While that abomination is persona non grata in today's craft cocktail circles, its balanced spirit lives on in the decidedly more refined Eva Perón at Boerum Hill pizzeria Krescendo. In this version, the five intermingling liquids of choice are aromatic: Fernet Branca, Carpano Antica vermouth, Domaine de Canton (a ginger-flavored liqueur), lime juice and ginger beer -- hardly T.G.I. Friday's territory.

Bi-coastal bartender Darren Crawford, who divvies up his month between San Francisco -- where he's the bar manager of speakeasy Bourbon & Branch -- and Krescendo, first unveiled the concoction with a colleague as a special creation for a private party of Argentinians. "Argentina loves Fernet as much, if not more, than San Francisco."

Brief A →
List the five liquids that go into the Eva Perón according to the cocktail article.
Brief B →
Answer these questions using the cocktail article.
(i) Which pizzeria serves the Eva Perón?
(ii) At which San Francisco speakeasy is Darren Crawford the bar manager?
(iii) For what occasion was the drink first unveiled?
Brief C →
Continue the cocktail article from its last sentence.

Stored data
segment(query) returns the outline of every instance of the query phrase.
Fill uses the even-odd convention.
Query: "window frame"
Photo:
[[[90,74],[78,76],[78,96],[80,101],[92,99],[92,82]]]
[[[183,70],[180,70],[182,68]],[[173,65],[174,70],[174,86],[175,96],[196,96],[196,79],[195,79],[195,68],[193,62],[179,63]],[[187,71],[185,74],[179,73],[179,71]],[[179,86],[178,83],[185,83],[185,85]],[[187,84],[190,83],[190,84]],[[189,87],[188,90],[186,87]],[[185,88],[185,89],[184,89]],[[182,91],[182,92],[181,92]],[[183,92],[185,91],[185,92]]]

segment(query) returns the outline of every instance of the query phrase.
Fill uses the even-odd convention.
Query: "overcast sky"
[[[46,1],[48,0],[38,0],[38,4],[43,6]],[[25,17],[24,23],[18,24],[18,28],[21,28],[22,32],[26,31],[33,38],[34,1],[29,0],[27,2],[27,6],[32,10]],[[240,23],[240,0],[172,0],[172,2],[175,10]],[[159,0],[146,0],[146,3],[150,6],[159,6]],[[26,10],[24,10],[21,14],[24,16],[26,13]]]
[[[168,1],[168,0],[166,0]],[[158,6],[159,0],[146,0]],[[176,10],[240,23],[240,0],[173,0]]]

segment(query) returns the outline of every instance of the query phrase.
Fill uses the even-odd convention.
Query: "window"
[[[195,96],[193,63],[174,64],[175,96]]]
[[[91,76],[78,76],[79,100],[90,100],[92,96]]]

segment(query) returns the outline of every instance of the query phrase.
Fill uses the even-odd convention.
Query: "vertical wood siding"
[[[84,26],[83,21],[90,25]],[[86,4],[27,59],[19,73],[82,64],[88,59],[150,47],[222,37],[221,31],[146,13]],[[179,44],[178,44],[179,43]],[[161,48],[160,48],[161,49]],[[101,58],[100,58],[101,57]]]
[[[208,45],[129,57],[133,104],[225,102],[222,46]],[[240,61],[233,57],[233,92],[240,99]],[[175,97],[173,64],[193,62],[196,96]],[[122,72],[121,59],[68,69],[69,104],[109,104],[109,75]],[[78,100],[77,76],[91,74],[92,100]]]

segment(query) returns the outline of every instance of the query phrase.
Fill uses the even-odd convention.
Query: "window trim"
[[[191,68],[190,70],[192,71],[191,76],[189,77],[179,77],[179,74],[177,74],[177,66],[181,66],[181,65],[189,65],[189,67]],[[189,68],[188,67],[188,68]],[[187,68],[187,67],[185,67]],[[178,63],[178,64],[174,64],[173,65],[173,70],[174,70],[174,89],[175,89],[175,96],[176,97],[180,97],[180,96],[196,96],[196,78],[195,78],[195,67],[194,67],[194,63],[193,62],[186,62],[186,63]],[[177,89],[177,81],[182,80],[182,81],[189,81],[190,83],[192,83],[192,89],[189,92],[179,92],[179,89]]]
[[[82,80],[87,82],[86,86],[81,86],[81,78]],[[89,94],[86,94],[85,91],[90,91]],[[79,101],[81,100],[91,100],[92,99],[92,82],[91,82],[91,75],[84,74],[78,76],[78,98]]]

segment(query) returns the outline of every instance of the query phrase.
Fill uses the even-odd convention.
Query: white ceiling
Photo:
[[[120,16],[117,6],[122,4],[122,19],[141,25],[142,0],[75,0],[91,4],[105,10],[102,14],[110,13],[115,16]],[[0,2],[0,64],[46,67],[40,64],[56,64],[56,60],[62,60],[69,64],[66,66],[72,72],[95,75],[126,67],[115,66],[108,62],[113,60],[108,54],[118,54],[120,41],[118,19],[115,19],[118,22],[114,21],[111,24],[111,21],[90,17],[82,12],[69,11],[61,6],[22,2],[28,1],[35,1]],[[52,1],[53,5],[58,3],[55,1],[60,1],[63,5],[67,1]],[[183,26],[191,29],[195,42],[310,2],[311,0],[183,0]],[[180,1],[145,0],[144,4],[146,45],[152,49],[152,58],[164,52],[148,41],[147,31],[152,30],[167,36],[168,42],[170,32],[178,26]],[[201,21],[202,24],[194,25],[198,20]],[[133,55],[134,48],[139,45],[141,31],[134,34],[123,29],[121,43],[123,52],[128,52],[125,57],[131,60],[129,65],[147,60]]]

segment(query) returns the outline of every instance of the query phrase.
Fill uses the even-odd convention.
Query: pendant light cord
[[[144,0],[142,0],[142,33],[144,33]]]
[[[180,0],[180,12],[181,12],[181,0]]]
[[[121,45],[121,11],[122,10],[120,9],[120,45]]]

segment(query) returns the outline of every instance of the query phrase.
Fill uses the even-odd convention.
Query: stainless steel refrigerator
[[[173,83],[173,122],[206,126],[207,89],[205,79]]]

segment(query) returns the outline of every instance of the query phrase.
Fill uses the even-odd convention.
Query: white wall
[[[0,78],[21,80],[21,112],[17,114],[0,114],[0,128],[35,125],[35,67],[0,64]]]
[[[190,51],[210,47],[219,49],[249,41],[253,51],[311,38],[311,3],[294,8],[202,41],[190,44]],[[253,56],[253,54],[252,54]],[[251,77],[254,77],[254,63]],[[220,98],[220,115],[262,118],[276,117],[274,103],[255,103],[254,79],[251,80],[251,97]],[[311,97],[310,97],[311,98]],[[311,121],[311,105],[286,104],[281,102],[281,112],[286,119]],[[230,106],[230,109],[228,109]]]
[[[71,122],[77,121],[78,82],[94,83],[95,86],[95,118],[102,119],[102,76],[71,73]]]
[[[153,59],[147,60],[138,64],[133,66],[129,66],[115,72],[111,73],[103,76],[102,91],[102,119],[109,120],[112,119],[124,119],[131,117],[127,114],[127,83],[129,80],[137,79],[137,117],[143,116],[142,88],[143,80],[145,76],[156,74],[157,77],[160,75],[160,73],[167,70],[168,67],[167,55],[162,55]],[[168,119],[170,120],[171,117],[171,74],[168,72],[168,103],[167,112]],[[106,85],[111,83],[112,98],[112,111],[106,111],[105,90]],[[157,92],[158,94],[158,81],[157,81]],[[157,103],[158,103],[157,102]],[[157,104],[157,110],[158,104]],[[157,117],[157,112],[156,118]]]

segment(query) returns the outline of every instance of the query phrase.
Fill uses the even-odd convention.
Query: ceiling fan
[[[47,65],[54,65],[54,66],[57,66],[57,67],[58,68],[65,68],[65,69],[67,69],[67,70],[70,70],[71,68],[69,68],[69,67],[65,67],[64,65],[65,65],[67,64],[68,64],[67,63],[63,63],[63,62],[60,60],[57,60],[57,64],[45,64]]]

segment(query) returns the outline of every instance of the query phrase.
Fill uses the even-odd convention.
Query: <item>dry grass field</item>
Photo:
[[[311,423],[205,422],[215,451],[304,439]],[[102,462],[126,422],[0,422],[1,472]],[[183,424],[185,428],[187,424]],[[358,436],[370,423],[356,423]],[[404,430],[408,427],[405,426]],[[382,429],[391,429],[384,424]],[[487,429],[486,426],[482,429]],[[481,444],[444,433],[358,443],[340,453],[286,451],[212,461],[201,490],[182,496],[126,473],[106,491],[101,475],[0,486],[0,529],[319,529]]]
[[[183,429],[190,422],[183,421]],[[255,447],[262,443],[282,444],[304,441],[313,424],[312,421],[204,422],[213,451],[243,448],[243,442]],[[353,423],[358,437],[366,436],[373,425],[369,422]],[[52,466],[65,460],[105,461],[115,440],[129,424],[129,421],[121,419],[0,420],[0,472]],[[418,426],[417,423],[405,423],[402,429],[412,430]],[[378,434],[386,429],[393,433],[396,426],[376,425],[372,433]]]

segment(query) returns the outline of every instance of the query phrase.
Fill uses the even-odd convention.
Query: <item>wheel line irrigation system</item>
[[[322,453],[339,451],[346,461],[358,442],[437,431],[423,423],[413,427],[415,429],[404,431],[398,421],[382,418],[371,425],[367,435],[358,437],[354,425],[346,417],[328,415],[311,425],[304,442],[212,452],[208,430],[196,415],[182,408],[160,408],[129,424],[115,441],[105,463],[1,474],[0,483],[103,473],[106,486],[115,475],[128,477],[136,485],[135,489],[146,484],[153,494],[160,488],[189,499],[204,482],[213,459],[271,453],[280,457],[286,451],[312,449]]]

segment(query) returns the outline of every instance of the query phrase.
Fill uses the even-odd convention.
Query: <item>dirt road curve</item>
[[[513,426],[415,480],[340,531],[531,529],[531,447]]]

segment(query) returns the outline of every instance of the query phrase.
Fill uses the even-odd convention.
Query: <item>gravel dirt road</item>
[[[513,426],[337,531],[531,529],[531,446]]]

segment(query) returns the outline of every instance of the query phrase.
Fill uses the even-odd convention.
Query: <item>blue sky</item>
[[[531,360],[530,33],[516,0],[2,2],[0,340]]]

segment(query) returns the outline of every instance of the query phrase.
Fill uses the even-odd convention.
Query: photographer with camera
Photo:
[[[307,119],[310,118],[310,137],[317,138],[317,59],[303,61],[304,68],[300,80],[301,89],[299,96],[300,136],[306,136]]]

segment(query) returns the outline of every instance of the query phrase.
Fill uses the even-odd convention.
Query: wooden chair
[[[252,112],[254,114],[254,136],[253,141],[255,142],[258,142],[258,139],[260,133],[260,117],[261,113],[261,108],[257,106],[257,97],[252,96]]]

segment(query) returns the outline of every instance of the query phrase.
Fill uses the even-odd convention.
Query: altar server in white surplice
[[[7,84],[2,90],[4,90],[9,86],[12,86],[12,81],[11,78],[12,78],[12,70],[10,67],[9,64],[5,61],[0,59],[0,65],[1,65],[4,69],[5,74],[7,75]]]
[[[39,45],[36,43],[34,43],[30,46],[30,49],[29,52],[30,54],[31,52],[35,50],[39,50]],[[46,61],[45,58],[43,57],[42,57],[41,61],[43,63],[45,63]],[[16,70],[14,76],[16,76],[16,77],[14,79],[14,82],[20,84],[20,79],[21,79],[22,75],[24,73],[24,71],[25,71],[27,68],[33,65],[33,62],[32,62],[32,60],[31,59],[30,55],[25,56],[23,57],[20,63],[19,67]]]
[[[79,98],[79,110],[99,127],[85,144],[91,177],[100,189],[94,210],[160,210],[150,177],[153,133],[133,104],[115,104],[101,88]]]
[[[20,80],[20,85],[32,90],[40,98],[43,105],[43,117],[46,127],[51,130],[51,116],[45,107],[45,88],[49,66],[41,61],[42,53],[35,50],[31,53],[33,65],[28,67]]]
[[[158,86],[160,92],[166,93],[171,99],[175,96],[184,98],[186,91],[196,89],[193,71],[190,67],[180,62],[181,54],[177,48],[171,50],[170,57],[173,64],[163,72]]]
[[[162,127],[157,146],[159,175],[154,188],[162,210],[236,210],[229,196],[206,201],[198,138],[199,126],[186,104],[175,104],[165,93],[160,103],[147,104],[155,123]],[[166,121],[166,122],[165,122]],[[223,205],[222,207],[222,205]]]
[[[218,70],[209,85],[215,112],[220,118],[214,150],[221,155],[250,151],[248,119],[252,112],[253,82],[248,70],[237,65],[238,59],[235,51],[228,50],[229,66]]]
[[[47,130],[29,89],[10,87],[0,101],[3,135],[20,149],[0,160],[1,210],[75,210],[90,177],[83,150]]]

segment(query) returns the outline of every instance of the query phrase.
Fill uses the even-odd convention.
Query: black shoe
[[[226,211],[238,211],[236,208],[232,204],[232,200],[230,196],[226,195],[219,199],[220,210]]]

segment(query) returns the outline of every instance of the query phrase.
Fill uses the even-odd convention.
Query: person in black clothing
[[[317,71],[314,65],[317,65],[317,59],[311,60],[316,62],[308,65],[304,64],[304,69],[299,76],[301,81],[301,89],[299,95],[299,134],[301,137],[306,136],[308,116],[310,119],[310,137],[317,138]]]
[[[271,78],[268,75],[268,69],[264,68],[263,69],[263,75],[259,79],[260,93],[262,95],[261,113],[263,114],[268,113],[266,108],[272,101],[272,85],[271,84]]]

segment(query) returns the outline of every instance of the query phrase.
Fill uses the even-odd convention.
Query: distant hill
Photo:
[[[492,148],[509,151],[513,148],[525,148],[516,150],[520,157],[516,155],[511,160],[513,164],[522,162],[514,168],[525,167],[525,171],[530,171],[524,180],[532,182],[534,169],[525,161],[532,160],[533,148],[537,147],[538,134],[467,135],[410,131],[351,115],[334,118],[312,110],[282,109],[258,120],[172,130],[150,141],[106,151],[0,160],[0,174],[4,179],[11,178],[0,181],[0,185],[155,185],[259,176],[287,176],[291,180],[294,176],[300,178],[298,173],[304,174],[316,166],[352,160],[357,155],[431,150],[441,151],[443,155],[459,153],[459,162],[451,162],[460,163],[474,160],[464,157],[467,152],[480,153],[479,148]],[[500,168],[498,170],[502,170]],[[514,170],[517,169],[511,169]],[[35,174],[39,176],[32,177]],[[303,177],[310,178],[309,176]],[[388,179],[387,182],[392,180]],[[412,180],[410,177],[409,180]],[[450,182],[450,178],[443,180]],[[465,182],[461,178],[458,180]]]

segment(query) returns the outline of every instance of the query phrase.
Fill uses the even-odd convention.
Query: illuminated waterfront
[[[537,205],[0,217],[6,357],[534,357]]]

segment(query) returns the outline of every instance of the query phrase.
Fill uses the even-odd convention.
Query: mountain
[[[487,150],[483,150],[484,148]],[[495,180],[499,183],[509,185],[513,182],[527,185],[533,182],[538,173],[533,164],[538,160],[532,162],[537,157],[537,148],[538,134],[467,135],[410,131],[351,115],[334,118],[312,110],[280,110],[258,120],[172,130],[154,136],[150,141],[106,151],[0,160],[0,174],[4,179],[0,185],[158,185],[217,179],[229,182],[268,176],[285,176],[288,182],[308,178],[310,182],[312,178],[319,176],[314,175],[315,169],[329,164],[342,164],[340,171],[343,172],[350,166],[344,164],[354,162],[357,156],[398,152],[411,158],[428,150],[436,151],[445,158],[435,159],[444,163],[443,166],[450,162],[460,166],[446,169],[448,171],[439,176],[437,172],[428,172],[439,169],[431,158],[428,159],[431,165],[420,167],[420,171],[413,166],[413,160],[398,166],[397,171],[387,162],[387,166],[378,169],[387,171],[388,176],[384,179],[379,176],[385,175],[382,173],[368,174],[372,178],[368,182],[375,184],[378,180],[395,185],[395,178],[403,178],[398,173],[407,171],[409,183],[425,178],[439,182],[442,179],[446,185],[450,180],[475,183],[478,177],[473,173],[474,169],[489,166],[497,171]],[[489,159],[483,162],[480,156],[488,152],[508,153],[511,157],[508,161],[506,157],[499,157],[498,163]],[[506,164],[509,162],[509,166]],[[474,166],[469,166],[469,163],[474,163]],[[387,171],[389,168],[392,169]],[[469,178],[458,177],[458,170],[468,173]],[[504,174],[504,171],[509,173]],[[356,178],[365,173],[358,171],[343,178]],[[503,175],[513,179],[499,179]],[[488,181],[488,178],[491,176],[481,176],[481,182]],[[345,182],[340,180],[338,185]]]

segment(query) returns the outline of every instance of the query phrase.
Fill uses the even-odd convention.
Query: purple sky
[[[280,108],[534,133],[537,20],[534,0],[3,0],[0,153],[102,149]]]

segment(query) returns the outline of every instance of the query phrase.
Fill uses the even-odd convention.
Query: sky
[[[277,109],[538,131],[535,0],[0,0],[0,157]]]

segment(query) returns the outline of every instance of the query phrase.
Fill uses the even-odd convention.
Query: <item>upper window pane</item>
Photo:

Answer space A →
Fernet Branca, Carpano Antica vermouth, Domaine de Canton, lime juice, ginger beer

Answer space B →
(i) Krescendo, in Boerum Hill
(ii) Bourbon & Branch
(iii) A private party of Argentinians

Answer space C →
At Krescendo, it turns out the drink also makes an unexpectedly nice companion to burrata-laden pizza. "Bitter elements and acidity cut through the sweet and savory components," Crawford explains. "The ingredients are synergistic in a surprising way. The herbaceous and assertive Fernet is nicely tamed by the roundness and richness of the Carpano Antica, the Domaine de Canton backs up the spice of the ginger beer and the kick of the lime juice keeps it honest and refreshing."

Recipe:

1 oz. Fernet Branca

1 oz. Carpano Antica

1 oz. Domaine de Canton

1 oz. lime juice

1 oz. ginger beer

Combine the Fernet Branca, Carpano Antica, Domaine de Canton and lime juice in an ice-filled shaker. Shake well and strain into an ice-filled Collins glass. Top with ginger beer and garnish with a lime wheel.